- WHAT YOU ARE ASKED TO DO: Rewrite the part of the records that opens with the line containing "--target window --coords=pixels" and runs through the end of the records, substituting "oak" for "wooden" and leaving everything else unchanged.

- MATERIAL TO PROCESS:
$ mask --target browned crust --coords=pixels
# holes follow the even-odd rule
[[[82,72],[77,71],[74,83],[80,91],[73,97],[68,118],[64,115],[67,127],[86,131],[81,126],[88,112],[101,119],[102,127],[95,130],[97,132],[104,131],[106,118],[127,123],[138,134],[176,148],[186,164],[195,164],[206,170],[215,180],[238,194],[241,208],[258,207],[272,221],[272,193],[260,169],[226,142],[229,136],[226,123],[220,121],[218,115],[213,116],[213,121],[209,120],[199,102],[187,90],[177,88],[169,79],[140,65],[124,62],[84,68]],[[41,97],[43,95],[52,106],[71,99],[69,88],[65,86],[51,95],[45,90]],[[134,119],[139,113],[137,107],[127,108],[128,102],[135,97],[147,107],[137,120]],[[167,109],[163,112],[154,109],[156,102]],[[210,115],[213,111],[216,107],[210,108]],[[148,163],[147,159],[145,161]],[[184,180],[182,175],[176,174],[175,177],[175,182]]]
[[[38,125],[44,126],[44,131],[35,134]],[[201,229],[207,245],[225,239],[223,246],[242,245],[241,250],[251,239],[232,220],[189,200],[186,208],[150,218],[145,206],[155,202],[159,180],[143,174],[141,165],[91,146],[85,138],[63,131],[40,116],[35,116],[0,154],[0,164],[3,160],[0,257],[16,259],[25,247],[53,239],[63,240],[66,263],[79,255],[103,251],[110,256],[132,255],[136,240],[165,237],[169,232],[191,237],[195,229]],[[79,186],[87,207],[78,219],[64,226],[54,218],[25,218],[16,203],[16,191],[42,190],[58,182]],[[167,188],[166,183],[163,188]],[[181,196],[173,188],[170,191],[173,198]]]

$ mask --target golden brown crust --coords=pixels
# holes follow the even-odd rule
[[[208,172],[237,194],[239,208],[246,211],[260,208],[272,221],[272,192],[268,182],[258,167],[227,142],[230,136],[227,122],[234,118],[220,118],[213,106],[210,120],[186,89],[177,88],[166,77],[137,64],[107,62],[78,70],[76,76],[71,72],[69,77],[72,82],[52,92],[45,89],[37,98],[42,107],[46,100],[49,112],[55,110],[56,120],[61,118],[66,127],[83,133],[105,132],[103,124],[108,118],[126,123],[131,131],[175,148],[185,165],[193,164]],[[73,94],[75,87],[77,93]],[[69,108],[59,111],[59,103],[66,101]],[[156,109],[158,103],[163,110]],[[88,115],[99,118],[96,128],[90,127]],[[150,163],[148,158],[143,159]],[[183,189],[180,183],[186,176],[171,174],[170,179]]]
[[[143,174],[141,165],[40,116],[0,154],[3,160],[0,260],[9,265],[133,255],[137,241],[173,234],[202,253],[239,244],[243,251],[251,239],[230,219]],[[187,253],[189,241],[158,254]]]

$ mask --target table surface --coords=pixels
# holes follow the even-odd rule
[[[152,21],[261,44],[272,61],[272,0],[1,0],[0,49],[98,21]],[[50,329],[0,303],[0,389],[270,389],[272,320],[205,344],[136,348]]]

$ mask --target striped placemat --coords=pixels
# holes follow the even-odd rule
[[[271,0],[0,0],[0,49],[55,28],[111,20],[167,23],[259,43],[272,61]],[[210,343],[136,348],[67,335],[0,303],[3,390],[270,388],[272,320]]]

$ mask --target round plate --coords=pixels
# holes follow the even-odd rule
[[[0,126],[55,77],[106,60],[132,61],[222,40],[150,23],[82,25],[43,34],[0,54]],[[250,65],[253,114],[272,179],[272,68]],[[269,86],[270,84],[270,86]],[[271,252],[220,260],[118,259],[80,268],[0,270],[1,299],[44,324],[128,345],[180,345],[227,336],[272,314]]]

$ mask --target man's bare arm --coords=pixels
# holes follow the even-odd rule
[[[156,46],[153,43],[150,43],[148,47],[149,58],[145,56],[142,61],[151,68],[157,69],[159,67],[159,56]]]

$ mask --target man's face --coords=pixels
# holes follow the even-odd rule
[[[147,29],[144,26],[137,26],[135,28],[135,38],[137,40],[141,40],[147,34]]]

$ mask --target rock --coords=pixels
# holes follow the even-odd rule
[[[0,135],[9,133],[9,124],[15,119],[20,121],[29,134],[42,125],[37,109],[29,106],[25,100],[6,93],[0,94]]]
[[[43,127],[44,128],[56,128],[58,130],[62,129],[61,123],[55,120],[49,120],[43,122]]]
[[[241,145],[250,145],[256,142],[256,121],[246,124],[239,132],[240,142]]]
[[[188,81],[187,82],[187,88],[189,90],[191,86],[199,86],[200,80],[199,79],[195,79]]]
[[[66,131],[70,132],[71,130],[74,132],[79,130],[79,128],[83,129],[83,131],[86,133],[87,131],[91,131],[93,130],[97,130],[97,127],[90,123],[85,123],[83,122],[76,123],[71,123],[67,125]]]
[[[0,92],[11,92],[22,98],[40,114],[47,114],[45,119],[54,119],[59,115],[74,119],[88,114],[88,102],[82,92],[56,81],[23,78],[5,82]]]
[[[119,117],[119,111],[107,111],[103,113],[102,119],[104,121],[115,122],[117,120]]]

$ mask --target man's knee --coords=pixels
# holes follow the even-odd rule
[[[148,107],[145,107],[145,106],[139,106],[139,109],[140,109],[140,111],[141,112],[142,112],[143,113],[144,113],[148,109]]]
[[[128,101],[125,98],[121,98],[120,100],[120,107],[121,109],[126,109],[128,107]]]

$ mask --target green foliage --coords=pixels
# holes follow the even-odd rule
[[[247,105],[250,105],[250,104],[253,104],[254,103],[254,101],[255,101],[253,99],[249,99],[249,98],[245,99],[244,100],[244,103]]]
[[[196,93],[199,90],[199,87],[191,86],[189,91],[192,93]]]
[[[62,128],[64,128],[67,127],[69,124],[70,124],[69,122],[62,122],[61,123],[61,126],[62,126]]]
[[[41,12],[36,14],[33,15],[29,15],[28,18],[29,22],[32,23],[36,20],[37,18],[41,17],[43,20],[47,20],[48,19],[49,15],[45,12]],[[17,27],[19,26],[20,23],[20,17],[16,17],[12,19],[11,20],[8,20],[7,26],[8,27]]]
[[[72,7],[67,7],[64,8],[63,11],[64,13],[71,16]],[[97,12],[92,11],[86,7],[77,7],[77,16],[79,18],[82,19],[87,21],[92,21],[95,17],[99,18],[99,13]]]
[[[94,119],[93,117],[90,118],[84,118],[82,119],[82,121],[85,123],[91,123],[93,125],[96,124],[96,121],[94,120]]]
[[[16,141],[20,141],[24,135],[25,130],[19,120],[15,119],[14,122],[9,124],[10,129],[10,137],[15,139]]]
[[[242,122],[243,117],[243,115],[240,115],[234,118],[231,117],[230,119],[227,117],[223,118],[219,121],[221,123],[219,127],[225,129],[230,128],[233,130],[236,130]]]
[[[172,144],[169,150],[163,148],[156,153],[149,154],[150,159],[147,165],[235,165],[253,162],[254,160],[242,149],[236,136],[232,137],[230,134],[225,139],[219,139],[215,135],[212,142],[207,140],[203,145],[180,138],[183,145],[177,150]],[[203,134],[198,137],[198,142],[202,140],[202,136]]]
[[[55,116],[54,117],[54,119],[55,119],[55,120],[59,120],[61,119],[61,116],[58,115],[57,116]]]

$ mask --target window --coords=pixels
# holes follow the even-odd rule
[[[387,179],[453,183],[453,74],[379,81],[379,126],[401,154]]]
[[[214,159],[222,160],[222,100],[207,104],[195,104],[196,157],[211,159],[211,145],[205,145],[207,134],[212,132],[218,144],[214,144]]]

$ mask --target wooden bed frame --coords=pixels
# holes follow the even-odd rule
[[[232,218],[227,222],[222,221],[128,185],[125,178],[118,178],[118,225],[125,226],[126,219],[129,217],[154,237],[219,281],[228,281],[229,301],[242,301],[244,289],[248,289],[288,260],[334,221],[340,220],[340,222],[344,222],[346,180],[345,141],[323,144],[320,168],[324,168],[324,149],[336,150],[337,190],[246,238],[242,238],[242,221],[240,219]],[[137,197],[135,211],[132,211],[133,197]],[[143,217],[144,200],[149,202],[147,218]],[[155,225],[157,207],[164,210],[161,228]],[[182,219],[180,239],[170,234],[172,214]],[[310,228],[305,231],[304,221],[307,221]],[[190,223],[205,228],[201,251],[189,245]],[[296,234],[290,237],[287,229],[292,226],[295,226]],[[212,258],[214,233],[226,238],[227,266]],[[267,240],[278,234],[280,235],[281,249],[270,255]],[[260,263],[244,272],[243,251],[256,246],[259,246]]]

- SOLUTION:
$ mask --target window --coords=pixels
# holes follow the even-odd rule
[[[387,179],[453,183],[453,74],[379,81],[379,126],[401,154]]]
[[[214,159],[222,160],[222,100],[207,104],[195,104],[196,157],[211,159],[211,145],[205,145],[207,134],[212,132],[218,144],[214,144]]]

$ mask --target oak bed frame --coords=pixels
# holes follow the even-odd rule
[[[232,218],[227,222],[222,221],[128,185],[125,178],[118,178],[118,225],[125,226],[126,219],[129,217],[154,237],[219,281],[228,281],[229,301],[242,301],[244,289],[248,289],[288,260],[334,221],[340,220],[340,222],[344,222],[346,180],[345,141],[323,144],[320,168],[324,168],[324,149],[336,150],[337,190],[246,238],[242,238],[242,221],[240,219]],[[137,197],[135,211],[132,211],[133,197]],[[143,217],[144,200],[149,202],[147,218]],[[155,225],[157,207],[164,210],[161,228]],[[182,219],[180,239],[170,234],[172,214]],[[310,228],[305,231],[304,221],[307,221]],[[190,223],[205,228],[201,251],[189,245]],[[296,234],[290,237],[287,229],[292,226],[295,226]],[[212,258],[214,233],[226,238],[227,266]],[[267,240],[278,234],[280,235],[281,249],[270,255]],[[260,263],[244,272],[243,251],[256,246],[259,246]]]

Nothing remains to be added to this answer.